• [課題の内容]
A. 特許判定の文章について、次の問いに答えること。
(i) 判定を請求した会社はどこか。
(ii) 本件特許はいつ出願され、いつ設定登録されたか。
(iii) 結論では、「玉川高島屋S・C新南館」の増築工事は本件特許発明の技術的範囲に属するとされているか。
B. 特許判定の文章の続きを、最後の文の後から書き継ぐこと。

• [抜粋した文章]
☆ ☆ ☆ ☆

結論 イ号の「玉川高島屋S・C新南館」の増築工事は、特許第3350802号発明の技術的範囲に属しない。 
理由 第1.請求の趣旨
本件判定請求人である株式会社ライト建築事務所は、平成20年3月31日付け判定請求書において、「(イ)号の説明」及び判定請求書に添付された「玉川高島屋S・C新南館」(証拠-1:「日経アーキテクチュア」、2003-11-10号、009?014頁に掲載の「玉川高島屋S・C新南館」の記事の写し、証拠-2:インターネット地図の写し)の増築工事(以下、「イ号手法」という。)が、特許第3350802号の請求項1に係る発明の技術的範囲に属するとの判定を求めるものである。


第2.本件特許発明
本件特許第3350802号は、平成9年2月12日の出願に係り、平成14年9月20日に設定登録されたものであり、その請求項1に係る発明(以下、「本件特許発明」という。)は、特許明細書及び図面の記載からみて、その特許請求の範囲の請求項1に記載された事項により特定されるとおりのものであって、その構成、目的及び作用効果は、以下のとおりである。

【1】本件特許発明の構成
本件特許発明の構成は、
「既存建物の諸権利に空中権を加えて権利調整し、既存建物を跨ぐ建築の柱と作業スペースを適応させるために空き家の移転調整を加えて建築計画に合わせ、既存建物を跨いで空中に建築を造るための柱により頭上に建築を進行させて拡張していき、権利調整の進展に合わせて立ち退きと建設を同時にできるようにしたことを特徴とする建替え手法。」であり、
これを構成要件ごとに分説すると、次のとおりである。

「A 既存建物の諸権利に空中権を加えて権利調整し、
B 既存建物を跨ぐ建築の柱と作業スペースを適応させるために空き家の移転調整を加えて建築計画に合わせ、
C 既存建物を跨いで空中に建築を造るための柱により頭上に建築を進行させて拡張していき、
D 権利調整の進展に合わせて立ち退きと建設を同時にできるようにしたことを特徴とする建替え手法。」(以下、「構成要件A」などという。)


【2】本件特許発明の目的及び作用効果
本件特許発明は、特許明細書の記載によれば、
「【0001】
【発明の属する技術分野】・・・木造密集市街地の建て替えを進めて安全で快適な都市の再開発が望まれているが、道路が狭く、間口の狭い長屋が多い地域の、複雑な権利関係や個別計画の困難さ、経済効果の低さ、等から建て替えが進まず、災害対策や生活環境の改善、国土利用の有効利用に大きな問題を残している。

☆ ☆ ☆ ☆

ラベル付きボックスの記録
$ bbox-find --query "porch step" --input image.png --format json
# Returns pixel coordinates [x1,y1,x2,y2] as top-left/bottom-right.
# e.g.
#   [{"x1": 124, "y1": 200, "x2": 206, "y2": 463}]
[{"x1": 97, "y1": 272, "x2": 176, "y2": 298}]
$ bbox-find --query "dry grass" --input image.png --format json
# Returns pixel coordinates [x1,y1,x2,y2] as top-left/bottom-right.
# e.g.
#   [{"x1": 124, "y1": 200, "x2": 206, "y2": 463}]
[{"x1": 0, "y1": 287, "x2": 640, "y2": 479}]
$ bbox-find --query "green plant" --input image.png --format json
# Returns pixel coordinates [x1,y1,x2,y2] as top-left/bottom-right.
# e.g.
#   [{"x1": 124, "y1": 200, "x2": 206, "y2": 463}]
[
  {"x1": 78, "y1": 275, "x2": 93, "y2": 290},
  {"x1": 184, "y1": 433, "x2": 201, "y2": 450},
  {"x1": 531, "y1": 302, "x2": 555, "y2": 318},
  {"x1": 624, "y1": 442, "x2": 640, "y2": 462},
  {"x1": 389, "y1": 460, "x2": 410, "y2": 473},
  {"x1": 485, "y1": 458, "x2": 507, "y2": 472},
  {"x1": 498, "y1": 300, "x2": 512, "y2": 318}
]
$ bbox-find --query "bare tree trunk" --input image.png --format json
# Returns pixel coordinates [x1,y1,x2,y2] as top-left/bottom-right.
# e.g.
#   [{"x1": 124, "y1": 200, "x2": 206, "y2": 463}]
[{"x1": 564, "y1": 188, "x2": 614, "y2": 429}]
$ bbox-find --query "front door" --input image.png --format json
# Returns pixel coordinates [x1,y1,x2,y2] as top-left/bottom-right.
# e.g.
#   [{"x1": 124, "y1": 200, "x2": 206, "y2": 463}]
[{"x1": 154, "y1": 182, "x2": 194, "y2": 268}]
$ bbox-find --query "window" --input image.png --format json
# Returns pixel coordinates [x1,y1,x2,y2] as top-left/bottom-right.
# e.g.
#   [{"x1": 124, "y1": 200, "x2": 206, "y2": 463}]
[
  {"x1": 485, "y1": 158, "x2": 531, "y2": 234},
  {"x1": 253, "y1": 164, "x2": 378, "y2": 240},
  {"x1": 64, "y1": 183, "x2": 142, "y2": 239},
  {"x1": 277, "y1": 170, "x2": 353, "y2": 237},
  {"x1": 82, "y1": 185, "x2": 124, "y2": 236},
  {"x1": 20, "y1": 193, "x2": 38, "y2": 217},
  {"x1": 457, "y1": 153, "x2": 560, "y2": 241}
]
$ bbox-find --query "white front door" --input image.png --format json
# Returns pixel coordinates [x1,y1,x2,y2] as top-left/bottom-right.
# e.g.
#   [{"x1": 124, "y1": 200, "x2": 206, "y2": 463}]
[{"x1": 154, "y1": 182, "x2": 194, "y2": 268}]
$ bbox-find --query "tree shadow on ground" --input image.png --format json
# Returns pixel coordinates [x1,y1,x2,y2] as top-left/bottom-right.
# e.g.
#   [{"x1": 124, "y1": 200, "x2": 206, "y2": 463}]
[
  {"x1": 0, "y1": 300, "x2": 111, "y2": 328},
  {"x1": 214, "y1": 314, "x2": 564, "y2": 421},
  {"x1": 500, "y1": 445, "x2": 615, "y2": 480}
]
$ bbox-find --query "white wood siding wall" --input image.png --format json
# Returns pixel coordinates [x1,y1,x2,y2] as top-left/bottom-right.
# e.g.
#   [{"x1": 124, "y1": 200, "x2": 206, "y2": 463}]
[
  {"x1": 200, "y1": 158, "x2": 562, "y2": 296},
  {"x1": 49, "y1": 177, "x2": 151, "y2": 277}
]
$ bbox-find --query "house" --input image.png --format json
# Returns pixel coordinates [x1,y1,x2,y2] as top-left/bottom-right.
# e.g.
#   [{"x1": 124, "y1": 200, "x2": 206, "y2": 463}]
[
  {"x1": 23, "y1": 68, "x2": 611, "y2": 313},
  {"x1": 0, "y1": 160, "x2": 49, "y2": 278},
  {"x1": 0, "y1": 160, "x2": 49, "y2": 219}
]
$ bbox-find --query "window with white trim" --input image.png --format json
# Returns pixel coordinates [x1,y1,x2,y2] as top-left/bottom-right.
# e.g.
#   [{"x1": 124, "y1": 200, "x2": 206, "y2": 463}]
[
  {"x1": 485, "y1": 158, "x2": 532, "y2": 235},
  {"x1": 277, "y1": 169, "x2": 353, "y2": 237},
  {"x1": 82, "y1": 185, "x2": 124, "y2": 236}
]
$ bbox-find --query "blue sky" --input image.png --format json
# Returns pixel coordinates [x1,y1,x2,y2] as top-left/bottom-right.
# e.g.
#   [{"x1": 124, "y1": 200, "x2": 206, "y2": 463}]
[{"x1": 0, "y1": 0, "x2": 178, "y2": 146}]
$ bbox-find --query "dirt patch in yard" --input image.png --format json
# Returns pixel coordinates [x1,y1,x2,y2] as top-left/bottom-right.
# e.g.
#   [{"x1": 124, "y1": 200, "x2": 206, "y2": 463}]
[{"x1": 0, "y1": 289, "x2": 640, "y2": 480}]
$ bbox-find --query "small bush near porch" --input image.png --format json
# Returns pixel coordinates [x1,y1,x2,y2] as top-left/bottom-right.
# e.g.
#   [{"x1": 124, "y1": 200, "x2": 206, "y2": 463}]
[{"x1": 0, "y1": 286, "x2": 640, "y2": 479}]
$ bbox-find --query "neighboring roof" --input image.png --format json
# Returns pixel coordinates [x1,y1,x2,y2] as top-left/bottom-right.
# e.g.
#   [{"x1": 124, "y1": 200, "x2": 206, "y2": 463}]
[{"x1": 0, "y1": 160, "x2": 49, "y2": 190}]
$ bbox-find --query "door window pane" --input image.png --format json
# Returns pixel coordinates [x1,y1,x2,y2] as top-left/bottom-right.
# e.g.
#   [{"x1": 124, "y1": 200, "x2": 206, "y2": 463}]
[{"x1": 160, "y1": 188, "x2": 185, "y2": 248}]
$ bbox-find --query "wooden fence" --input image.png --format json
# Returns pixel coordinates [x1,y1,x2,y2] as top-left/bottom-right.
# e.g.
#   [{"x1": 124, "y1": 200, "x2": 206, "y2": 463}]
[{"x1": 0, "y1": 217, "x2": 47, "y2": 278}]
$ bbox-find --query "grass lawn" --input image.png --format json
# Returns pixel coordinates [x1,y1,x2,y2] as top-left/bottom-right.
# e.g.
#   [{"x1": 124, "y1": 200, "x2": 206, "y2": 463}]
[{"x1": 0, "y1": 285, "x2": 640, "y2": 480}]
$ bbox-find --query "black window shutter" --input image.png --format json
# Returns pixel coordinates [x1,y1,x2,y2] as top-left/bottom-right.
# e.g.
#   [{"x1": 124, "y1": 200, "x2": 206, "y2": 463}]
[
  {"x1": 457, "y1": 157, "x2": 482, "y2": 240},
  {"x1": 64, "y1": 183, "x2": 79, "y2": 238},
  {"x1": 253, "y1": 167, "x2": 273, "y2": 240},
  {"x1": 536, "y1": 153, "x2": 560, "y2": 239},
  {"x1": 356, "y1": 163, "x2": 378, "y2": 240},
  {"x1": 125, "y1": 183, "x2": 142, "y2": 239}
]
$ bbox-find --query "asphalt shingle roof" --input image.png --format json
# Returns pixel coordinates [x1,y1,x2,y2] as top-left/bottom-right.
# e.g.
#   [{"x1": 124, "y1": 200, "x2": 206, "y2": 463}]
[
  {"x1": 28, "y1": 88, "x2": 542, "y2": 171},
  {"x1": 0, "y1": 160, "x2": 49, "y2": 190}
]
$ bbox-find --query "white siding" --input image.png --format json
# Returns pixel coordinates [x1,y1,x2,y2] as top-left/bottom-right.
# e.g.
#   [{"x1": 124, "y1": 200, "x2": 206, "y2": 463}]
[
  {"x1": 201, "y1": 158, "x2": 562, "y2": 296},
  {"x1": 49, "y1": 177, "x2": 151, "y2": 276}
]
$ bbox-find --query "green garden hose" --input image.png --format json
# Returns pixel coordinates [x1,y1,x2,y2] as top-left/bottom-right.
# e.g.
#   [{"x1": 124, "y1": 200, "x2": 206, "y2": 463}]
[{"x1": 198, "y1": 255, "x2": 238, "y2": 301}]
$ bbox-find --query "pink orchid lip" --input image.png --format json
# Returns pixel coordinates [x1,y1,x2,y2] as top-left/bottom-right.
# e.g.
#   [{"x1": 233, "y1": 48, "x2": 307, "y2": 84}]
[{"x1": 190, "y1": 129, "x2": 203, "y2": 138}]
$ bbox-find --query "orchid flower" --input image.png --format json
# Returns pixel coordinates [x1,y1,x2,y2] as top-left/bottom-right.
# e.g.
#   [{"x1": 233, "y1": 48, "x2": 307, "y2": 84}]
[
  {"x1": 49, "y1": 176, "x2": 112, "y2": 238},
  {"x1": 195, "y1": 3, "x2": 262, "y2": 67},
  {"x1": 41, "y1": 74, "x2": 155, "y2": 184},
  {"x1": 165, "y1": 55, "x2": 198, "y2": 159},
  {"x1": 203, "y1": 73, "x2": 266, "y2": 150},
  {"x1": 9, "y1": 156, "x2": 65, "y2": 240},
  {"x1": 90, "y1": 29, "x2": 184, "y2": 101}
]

☆ ☆ ☆ ☆

• [解答]
A.
(i) 株式会社ライト建築事務所
(ii) 平成9年2月12日に出願され、平成14年9月20日に設定登録された。
(iii) 属しないとされている。

B.
【0003】
【従来の技術】これ迄の再開発は対象地域の全面立ち退きによる建て替えの方であり、既存のコミュニティが守り続けられない、接地型のライフスタイルや路地的空間の良さが再現しにくい等、権利調整がまとまらない現実が有る。」という従来の問題点に鑑み、
「【0004】
【発明が解決しようとする課題】・・・建て替え地域内の多様な権利関係の種類を整理して、合意のできる範囲から順次建設を進められる、権利の調整手法と建設工法の組み合わせを新しく創造して、好ましい街づくりが進まない現状を打破する処にある。」ことを目的とし、
「【0006】この建替え手法は、既存建物の諸権利に空中権を加えて権利調整し、既存建物を跨ぐ建築の柱と作業スペースを適応させるために空き家の移転調整を加えて建築計画に合わせ、既存建物を跨いで空中に建築を造るための柱により頭上に建築を進行させて拡張していき、権利調整の進展に合わせて立ち退きと建設を同時にできるようにしたことを特徴とする。」ものであって、
「【0017】
【発明の効果】・・・
【0018】建て替え地域内の多様な権利関係の種類を整理して合意のできる範囲から順次建設を進められ、好ましい街づくりが進まない現状を打破することができる。」という作用効果を奏するものである。


第3.イ号手法
【1】イ号手法の構成を特定するための証拠
請求人は、イ号手法の構成を特定するために、次の証拠を挙げている。
証拠-1:「日経アーキテクチュア」、2003-11-10号、
009?014頁に掲載の「玉川高島屋S・C新南館」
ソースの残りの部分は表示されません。